### Work instructions
Each entry must be restated word for word, with nothing omitted.

### Supplied information

<<<<

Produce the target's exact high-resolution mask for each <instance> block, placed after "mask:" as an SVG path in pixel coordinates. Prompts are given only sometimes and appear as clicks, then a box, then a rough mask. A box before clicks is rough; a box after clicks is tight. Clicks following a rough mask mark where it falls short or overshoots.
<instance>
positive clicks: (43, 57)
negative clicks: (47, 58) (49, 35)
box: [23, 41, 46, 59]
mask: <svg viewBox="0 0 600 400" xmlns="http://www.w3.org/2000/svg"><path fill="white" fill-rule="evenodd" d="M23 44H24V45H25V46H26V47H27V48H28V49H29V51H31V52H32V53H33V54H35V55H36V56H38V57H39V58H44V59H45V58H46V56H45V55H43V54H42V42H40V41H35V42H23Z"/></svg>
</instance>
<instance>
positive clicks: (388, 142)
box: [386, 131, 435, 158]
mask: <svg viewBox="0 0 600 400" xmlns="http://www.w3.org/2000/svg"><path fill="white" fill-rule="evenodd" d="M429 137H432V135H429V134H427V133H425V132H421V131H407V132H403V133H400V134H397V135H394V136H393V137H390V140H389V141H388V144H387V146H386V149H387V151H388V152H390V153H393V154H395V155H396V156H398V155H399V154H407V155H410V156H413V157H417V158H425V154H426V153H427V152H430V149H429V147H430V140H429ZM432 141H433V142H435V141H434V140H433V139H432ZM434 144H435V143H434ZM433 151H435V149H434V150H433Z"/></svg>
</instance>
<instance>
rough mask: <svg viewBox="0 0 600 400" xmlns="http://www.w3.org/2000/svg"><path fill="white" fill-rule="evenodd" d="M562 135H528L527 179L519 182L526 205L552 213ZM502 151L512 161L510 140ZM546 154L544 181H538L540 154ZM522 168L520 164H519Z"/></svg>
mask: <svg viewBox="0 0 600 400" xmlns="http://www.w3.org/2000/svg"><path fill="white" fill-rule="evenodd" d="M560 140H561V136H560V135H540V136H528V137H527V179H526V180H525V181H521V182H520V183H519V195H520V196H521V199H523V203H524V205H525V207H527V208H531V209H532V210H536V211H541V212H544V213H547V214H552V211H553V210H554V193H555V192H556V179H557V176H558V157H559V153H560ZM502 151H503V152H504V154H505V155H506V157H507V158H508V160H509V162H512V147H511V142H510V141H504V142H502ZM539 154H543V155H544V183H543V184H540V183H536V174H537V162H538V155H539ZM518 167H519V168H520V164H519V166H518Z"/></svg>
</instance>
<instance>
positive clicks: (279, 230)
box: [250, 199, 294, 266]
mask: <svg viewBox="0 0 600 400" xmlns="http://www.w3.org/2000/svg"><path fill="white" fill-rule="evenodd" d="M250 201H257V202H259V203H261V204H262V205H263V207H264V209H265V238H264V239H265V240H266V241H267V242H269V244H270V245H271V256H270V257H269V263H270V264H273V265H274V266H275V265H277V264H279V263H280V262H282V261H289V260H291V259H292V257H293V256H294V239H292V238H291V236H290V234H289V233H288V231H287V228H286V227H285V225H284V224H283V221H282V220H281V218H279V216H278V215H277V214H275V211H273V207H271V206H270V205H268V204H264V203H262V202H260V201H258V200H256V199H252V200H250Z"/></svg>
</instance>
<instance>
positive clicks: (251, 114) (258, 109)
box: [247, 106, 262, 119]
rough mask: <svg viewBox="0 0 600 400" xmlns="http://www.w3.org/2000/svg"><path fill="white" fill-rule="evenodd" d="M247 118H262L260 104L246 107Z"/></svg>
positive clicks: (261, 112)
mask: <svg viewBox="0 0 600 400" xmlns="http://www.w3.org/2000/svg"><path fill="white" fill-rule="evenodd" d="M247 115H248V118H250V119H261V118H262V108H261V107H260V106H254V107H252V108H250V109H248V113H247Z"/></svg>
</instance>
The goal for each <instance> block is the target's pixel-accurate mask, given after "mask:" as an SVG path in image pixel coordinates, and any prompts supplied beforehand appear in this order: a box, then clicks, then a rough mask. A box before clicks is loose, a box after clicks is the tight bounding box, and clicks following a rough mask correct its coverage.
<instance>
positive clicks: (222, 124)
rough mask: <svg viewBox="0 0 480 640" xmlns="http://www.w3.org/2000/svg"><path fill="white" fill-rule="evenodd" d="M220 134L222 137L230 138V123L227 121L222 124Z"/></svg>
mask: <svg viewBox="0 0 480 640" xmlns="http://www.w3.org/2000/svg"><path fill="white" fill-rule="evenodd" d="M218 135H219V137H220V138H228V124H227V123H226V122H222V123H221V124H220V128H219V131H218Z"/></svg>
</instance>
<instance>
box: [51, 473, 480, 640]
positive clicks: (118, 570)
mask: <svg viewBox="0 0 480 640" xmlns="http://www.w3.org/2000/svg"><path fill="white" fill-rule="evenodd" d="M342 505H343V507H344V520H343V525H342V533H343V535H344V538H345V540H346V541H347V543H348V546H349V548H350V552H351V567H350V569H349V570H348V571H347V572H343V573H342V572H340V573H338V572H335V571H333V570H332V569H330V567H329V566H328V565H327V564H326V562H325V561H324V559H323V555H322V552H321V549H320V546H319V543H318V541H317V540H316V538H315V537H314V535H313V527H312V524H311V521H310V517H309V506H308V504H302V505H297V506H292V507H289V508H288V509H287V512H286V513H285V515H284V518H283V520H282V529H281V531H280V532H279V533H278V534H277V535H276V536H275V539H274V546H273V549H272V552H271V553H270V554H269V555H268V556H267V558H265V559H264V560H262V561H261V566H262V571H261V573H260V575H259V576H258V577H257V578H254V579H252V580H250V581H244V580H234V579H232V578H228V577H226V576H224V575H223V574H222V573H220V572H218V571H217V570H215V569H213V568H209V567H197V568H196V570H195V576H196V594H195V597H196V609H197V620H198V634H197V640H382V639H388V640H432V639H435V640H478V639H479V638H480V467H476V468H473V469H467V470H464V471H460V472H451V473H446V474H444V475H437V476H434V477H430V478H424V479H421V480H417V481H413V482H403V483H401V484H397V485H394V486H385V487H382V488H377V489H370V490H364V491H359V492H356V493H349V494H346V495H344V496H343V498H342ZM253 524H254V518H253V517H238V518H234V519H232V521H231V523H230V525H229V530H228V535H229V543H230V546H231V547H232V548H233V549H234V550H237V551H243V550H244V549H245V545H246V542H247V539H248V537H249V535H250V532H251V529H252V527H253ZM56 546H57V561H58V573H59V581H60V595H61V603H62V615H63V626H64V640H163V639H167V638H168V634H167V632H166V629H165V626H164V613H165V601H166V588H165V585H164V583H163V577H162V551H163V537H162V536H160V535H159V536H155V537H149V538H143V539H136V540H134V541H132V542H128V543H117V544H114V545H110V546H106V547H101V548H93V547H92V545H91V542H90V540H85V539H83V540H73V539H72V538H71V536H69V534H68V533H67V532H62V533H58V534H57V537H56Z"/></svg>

>>>>

### Solution below
Produce the target's exact high-resolution mask for each <instance> block, placed after "mask:" as an SVG path in pixel coordinates. Prompts are given only sometimes and appear as clicks, then a box, then a rough mask. A box before clicks is rough; a box after clicks is tight. Clicks following a rough mask mark where it falls short or overshoots.
<instance>
positive clicks: (43, 57)
negative clicks: (47, 58) (49, 35)
box: [23, 41, 46, 59]
mask: <svg viewBox="0 0 600 400" xmlns="http://www.w3.org/2000/svg"><path fill="white" fill-rule="evenodd" d="M23 44H24V45H25V46H26V47H27V48H28V49H29V51H31V52H32V53H33V54H35V55H36V56H38V57H39V58H44V59H45V58H46V56H45V55H43V54H42V42H40V41H35V42H23Z"/></svg>
</instance>
<instance>
positive clicks: (388, 142)
box: [386, 131, 435, 158]
mask: <svg viewBox="0 0 600 400" xmlns="http://www.w3.org/2000/svg"><path fill="white" fill-rule="evenodd" d="M429 137H432V135H429V134H427V133H425V132H421V131H407V132H403V133H400V134H397V135H394V136H393V137H390V140H389V141H388V144H387V146H386V149H387V151H388V152H390V153H393V154H395V155H396V156H398V155H399V154H407V155H410V156H413V157H417V158H425V154H426V153H427V152H430V149H429V147H430V140H429ZM432 141H433V142H435V141H434V140H433V139H432ZM434 144H435V143H434ZM433 151H435V149H434V150H433Z"/></svg>
</instance>
<instance>
rough mask: <svg viewBox="0 0 600 400" xmlns="http://www.w3.org/2000/svg"><path fill="white" fill-rule="evenodd" d="M562 135H528L527 179L519 182L526 205L552 213ZM502 151L512 161L510 140ZM546 154L544 181H538L540 154ZM522 168L520 164H519Z"/></svg>
mask: <svg viewBox="0 0 600 400" xmlns="http://www.w3.org/2000/svg"><path fill="white" fill-rule="evenodd" d="M560 140H561V136H560V135H540V136H528V137H527V179H526V180H525V181H521V182H520V183H519V195H520V196H521V199H523V203H524V205H525V207H527V208H531V209H532V210H536V211H541V212H544V213H547V214H552V211H553V210H554V193H555V192H556V179H557V176H558V157H559V153H560ZM502 151H503V152H504V154H505V155H506V157H507V158H508V160H509V162H512V147H511V142H510V141H504V142H502ZM539 154H543V155H544V183H543V184H540V183H536V174H537V162H538V155H539ZM518 167H519V168H520V164H519V166H518Z"/></svg>
</instance>
<instance>
positive clicks: (279, 230)
box: [250, 199, 294, 266]
mask: <svg viewBox="0 0 600 400" xmlns="http://www.w3.org/2000/svg"><path fill="white" fill-rule="evenodd" d="M250 201H257V202H259V203H261V204H262V205H263V207H264V209H265V238H264V239H265V240H266V241H267V242H269V244H270V245H271V256H270V257H269V263H270V264H273V265H274V266H275V265H277V264H279V263H280V262H282V261H289V260H291V259H292V257H293V256H294V239H292V238H291V236H290V234H289V233H288V231H287V228H286V227H285V225H284V224H283V221H282V220H281V218H279V216H278V215H277V214H275V211H273V207H271V206H270V205H268V204H264V203H262V202H260V201H258V200H256V199H252V200H250Z"/></svg>
</instance>
<instance>
positive clicks: (251, 114) (258, 109)
box: [247, 106, 262, 119]
rough mask: <svg viewBox="0 0 600 400" xmlns="http://www.w3.org/2000/svg"><path fill="white" fill-rule="evenodd" d="M247 118H262L260 104L246 107Z"/></svg>
positive clicks: (261, 112)
mask: <svg viewBox="0 0 600 400" xmlns="http://www.w3.org/2000/svg"><path fill="white" fill-rule="evenodd" d="M247 115H248V118H250V119H261V118H262V108H261V107H260V106H254V107H252V108H250V109H248V113H247Z"/></svg>
</instance>
The goal for each <instance> block is the target's pixel-accurate mask, given after "mask:" as an SVG path in image pixel coordinates, and any prompts supplied beforehand appear in this order: a box, then clicks, then a rough mask. A box before clicks is loose, a box after clicks is the tight bounding box, and clicks following a rough mask correct its coverage.
<instance>
positive clicks: (222, 124)
rough mask: <svg viewBox="0 0 480 640" xmlns="http://www.w3.org/2000/svg"><path fill="white" fill-rule="evenodd" d="M220 134L222 137L230 138V123L227 121L222 124Z"/></svg>
mask: <svg viewBox="0 0 480 640" xmlns="http://www.w3.org/2000/svg"><path fill="white" fill-rule="evenodd" d="M218 135H219V137H220V138H228V124H227V123H226V122H222V123H221V124H220V128H219V131H218Z"/></svg>
</instance>
<instance>
box: [51, 473, 480, 640]
positive clicks: (118, 570)
mask: <svg viewBox="0 0 480 640" xmlns="http://www.w3.org/2000/svg"><path fill="white" fill-rule="evenodd" d="M342 505H343V507H344V520H343V525H342V533H343V535H344V538H345V540H346V541H347V543H348V546H349V548H350V552H351V567H350V569H349V570H348V571H347V572H343V573H342V572H340V573H338V572H335V571H333V570H332V569H330V567H329V566H328V565H327V564H326V562H325V561H324V559H323V555H322V552H321V549H320V546H319V543H318V541H317V540H316V538H315V537H314V535H313V527H312V524H311V521H310V517H309V506H308V504H302V505H297V506H292V507H289V508H288V509H287V512H286V513H285V515H284V518H283V520H282V529H281V531H280V532H279V533H278V534H277V535H276V536H275V539H274V546H273V549H272V552H271V553H270V554H269V555H268V556H267V558H265V559H264V560H262V561H261V566H262V571H261V573H260V575H259V576H258V577H257V578H254V579H252V580H250V581H244V580H234V579H232V578H228V577H226V576H224V575H223V574H222V573H220V572H218V571H217V570H215V569H213V568H209V567H197V568H196V570H195V576H196V594H195V597H196V609H197V620H198V634H197V640H382V639H388V640H432V639H435V640H478V639H479V638H480V467H476V468H473V469H467V470H464V471H460V472H451V473H446V474H444V475H437V476H434V477H430V478H424V479H421V480H417V481H413V482H403V483H401V484H397V485H394V486H385V487H382V488H377V489H370V490H364V491H359V492H356V493H349V494H346V495H344V496H343V498H342ZM253 524H254V518H253V517H238V518H234V519H232V521H231V523H230V525H229V530H228V535H229V543H230V546H231V547H232V548H233V549H234V550H237V551H243V550H244V549H245V545H246V542H247V539H248V537H249V535H250V532H251V529H252V527H253ZM56 546H57V561H58V573H59V581H60V595H61V603H62V615H63V626H64V640H163V639H167V638H168V634H167V632H166V629H165V626H164V613H165V601H166V588H165V585H164V583H163V577H162V551H163V537H162V536H160V535H159V536H155V537H149V538H143V539H136V540H134V541H132V542H128V543H117V544H114V545H110V546H106V547H101V548H93V547H92V545H91V542H90V540H85V539H83V540H73V539H72V538H71V536H69V534H68V533H67V532H62V533H58V534H57V537H56Z"/></svg>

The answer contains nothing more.